#### TEXT SHOWN

Molecular dynamics¶
Typical computer simulations involve moving the atoms around, either
to optimize a structure (energy minimization) or to do molecular
dynamics. This chapter discusses molecular dynamics, energy
minimization algorithms will be discussed in the ase.optimize
section.
A molecular dynamics object will operate on the atoms by moving them
according to their forces  it integrates Newton’s second law
numerically. A typical molecular dynamics simulation will use the
Velocity Verlet dynamics. You create the
ase.md.verlet.VelocityVerlet
object, giving it the atoms and a time
step, and then you perform dynamics by calling its
run()
method:
dyn = VelocityVerlet(atoms, dt=5.0 * units.fs,
trajectory='md.traj', logfile='md.log')
dyn.run(1000) # take 1000 steps
A number of different algorithms can be used to perform molecular dynamics, with slightly different results.
Choosing the time step¶
All the dynamics objects need a time step. Choosing it too small will waste computer time, choosing it too large will make the dynamics unstable, typically the energy increases dramatically (the system “blows up”). If the time step is only a little to large, the lack of energy conservation is most obvious in Velocity Verlet dynamics, where energy should otherwise be conserved.
Experience has shown that 5 femtoseconds is a good choice for most metallic systems. Systems with light atoms (e.g. hydrogen) and/or with strong bonds (carbon) will need a smaller time step.
All the dynamics objects documented here are sufficiently related to have the same optimal time step.
File output¶
The time evolution of the system can be saved in a trajectory file,
by creating a trajectory object, and attaching it to the dynamics
object. This is documented in the module ase.io.trajectory
.

########
#### DATA SUPPLIED

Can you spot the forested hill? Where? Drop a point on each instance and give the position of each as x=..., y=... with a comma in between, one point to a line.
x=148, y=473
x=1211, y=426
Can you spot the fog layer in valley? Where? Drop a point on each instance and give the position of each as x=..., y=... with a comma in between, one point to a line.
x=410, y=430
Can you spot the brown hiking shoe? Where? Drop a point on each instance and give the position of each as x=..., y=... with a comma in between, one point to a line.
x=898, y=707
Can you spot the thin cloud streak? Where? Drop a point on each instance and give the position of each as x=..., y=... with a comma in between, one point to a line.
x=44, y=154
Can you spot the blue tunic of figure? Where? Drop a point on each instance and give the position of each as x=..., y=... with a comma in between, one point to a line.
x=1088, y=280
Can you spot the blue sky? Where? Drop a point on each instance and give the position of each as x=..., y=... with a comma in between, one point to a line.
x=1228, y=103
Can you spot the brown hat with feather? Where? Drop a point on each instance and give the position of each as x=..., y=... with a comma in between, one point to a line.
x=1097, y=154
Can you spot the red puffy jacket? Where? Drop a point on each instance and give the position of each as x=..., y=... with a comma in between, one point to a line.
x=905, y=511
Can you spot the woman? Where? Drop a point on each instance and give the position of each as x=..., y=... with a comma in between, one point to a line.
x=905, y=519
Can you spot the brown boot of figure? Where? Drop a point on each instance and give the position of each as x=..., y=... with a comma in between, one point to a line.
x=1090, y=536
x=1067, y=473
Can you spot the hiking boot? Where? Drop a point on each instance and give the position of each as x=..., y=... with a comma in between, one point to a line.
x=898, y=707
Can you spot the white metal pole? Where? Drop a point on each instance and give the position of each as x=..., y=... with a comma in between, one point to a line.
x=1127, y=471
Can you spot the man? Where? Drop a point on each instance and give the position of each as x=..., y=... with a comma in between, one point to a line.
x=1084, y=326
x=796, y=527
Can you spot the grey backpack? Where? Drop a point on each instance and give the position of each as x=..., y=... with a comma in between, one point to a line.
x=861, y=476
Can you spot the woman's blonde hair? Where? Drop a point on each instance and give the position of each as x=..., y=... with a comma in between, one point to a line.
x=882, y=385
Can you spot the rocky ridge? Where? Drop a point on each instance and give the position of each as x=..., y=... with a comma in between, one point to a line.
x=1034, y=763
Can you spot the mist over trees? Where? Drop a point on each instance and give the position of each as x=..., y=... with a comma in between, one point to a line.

########

WHAT THIS EXERCISE ASKS:
A. Answer these questions using the molecular dynamics text:
(i) Which time step does the text give as a good choice for most metallic systems?
(ii) Where does the text say energy minimization algorithms will be discussed?
(iii) Which module documents saving the time evolution in a trajectory file?
B. From the molecular dynamics text, list every module or class name that is given as a full dotted path beginning with "ase".
C. Extend the molecular dynamics documentation with the next part after its final sentence.

PER-TASK OUTPUTS:
A.
(i) 5 femtoseconds.
(ii) In the ase.optimize section.
(iii) The module ase.io.trajectory.

B.
- ase.optimize
- ase.md.verlet.VelocityVerlet
- ase.io.trajectory

C.
You can attach the trajectory explicitly to the dynamics object, and
you may want to use the optional interval
argument, so every
time step is not written to the file.
Alternatively, you can just use the trajectory
keyword when
instantiating the dynamics object as in the example above. In this
case, a loginterval
keyword may also be supplied to specify the
frequency of writing to the trajectory. The loginterval keyword will
apply to both the trajectory and the logfile.
Logging¶
A logging mechanism is provided, printing time; total, potential and
kinetic energy; and temperature (calculated from the kinetic energy).
It is enabled by giving the logfile
argument when the dynamics
object is created, logfile
may be an open file, a filename or the
string ‘‘ meaning standard output. Per default, a line is printed
for each timestep, specifying the loginterval
argument will chance
this to a more reasonable frequency.
The logging can be customized by explicitly attaching a
MDLogger
object to the dynamics:
from ase.md import MDLogger
dyn = VelocityVerlet(atoms, dt=2*ase.units.fs)
dyn.attach(MDLogger(dyn, atoms, 'md.log', header=False, stress=False,
peratom=True, mode="a"), interval=1000)
This example will skip the header line and write energies per atom instead of total energies. The parameters are
header
: Print a header line defining the columns.
stress
: Print the six components of the stress tensor.
peratom
: Print energy per atom instead of total energy.
mode
: If ‘a’, append to existing file, if ‘w’ overwrite existing file.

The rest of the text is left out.